To do
Collect each line of the records containing the string "building".

[Stored data entries]

-.-.-

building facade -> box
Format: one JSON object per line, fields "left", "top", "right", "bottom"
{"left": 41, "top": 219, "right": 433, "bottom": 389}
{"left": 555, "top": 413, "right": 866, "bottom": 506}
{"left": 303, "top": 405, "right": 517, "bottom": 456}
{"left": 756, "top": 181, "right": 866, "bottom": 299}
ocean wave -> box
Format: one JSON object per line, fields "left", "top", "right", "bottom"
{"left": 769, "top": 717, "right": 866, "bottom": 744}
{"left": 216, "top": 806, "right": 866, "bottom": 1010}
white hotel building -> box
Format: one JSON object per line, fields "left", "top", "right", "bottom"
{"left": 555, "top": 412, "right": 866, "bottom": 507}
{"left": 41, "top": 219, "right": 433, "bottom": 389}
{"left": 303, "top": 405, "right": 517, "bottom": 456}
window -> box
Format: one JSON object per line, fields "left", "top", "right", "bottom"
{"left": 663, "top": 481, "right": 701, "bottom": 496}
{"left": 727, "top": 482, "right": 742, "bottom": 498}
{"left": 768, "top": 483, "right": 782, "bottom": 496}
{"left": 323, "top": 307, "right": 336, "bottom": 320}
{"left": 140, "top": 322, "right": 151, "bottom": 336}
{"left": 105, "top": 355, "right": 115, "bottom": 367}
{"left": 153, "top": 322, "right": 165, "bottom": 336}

-.-.-

Reply
building facade -> box
white hotel building -> box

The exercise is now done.